┌─ Source information
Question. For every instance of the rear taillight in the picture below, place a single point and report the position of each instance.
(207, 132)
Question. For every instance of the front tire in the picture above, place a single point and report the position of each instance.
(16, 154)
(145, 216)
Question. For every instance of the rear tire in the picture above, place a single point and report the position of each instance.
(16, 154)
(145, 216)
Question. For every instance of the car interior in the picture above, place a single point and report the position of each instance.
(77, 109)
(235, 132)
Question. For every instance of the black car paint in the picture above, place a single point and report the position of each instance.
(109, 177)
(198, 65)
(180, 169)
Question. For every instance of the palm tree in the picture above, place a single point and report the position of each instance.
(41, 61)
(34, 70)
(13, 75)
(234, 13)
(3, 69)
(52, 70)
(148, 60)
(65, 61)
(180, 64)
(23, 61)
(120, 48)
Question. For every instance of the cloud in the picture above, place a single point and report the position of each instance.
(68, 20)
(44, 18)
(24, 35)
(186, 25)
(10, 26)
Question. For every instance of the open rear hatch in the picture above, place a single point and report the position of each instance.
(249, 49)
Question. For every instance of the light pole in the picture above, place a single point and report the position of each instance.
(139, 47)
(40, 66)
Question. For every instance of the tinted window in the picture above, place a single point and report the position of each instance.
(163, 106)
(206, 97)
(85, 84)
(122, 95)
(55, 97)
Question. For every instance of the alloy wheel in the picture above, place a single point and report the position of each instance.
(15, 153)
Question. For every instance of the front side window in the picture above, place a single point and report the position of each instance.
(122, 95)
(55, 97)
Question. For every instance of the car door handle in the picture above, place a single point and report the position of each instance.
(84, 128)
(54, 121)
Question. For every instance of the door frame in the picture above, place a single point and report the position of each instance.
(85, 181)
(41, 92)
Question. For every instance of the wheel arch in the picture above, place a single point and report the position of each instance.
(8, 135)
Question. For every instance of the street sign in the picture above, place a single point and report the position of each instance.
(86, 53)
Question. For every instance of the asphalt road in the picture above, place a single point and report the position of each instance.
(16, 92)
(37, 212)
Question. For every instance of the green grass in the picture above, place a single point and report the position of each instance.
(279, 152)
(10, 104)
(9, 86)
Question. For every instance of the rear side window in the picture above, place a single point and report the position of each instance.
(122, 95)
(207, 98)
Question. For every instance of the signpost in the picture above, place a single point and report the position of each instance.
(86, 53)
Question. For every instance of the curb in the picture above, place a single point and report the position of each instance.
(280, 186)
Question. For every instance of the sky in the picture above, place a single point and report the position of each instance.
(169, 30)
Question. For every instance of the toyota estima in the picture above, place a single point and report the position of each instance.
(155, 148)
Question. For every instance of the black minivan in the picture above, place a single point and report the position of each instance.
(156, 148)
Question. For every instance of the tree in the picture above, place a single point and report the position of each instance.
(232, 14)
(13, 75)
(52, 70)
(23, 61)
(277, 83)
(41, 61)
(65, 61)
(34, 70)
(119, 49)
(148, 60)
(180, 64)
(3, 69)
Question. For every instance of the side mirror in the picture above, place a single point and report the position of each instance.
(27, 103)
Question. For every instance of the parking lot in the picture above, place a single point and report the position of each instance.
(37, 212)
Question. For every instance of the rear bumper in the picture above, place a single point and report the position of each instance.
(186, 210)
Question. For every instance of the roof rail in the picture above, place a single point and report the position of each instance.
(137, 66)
└─
# Activity
Each entry should be reproduced in the output exactly.

# Answer section
Question. For every instance of the rear taillight in the picture below, place a single point and report the position of each instance.
(207, 132)
Question. For every instance of the front tire in the picture above, place a single point and report the position of each instance.
(16, 154)
(145, 216)
Question. For every instance of the rear tire in the picture above, place a single point and report the position of each instance.
(16, 154)
(145, 216)
Question. For every instance of the car interior in the picture above, place a single point and report the position of each instance.
(77, 109)
(235, 132)
Question. For every instance of the black car paint in the picture above, place a single point and report the position of each instance.
(109, 177)
(198, 65)
(180, 169)
Question. For every instance of the palm tree in the picture above, place a single point and report the position of each instance.
(41, 61)
(34, 70)
(13, 75)
(234, 13)
(3, 69)
(52, 70)
(148, 60)
(65, 61)
(180, 64)
(23, 61)
(120, 48)
Question. For every instance of the cloud in the picture above, place a single point and report the position of each instance.
(68, 20)
(44, 18)
(24, 35)
(186, 25)
(10, 26)
Question. For every instance of the open rear hatch in the picture above, place a single point and report the position of each instance.
(249, 49)
Question. For every instance of the light pole in the picture above, place a single point and report the position of each instance.
(139, 47)
(40, 66)
Question. For every instance of the tinted window in the picture above, place a single point and report the position of each instance.
(163, 106)
(206, 97)
(85, 84)
(122, 95)
(55, 97)
Question. For every instance of the alloy wheel in the picture above, place a single point and report the position of each instance.
(15, 153)
Question. For every instance of the front side window in the picture above, place a single point and report the position of each instance.
(122, 95)
(55, 97)
Question. For every instance of the car door handle in the picture above, place a single point and report the position of each instance.
(84, 128)
(54, 121)
Question. For every instance of the door frame in the picture above, place a single point and report the position of each instance.
(85, 181)
(41, 92)
Question. For every instance of the wheel arch in the picture above, place a single point and report the position of each instance.
(8, 135)
Question. For every instance of the street sign in the picture above, place a single point and report the position of each instance.
(86, 53)
Question. For every instance of the asphalt road in the picture above, place a single point and report the position of each instance.
(16, 92)
(37, 212)
Question. For every instance of the green grass in the picture above, place a single point and report the position of each instance.
(279, 152)
(10, 104)
(9, 86)
Question. For every instance of the rear side window in the picture above, place a single point and report the position of each instance.
(122, 95)
(207, 98)
Question. For every instance of the signpost in the picture above, place a single point and report the position of each instance.
(86, 53)
Question. For every instance of the curb in the picture above, place a single point and report the position of each instance.
(280, 186)
Question. For every instance of the sky in the picture above, place a single point and report the position of each instance.
(169, 30)
Question. For every instance of the toyota estima in the picture above, place a single point and report the position of each instance.
(155, 148)
Question. For every instance of the black minivan in the picture above, place a single point and report the position of each instance.
(156, 148)
Question. For every instance of the tree in the picture above, place a single point and report the position of each instance.
(232, 14)
(13, 75)
(52, 70)
(23, 61)
(277, 83)
(41, 61)
(65, 61)
(34, 70)
(119, 49)
(148, 60)
(180, 64)
(3, 69)
Question. For every instance of the side mirror in the picture above, place a single point and report the position of each instance.
(27, 103)
Question. For every instance of the parking lot in the picture above, place a single point and report the position of each instance.
(37, 212)
Question. For every instance of the rear bumper in the picture above, place a single point and report the position of each instance.
(186, 210)
Question. For every instance of the roof rail in the picture above, place a single point and report the position of each instance.
(137, 66)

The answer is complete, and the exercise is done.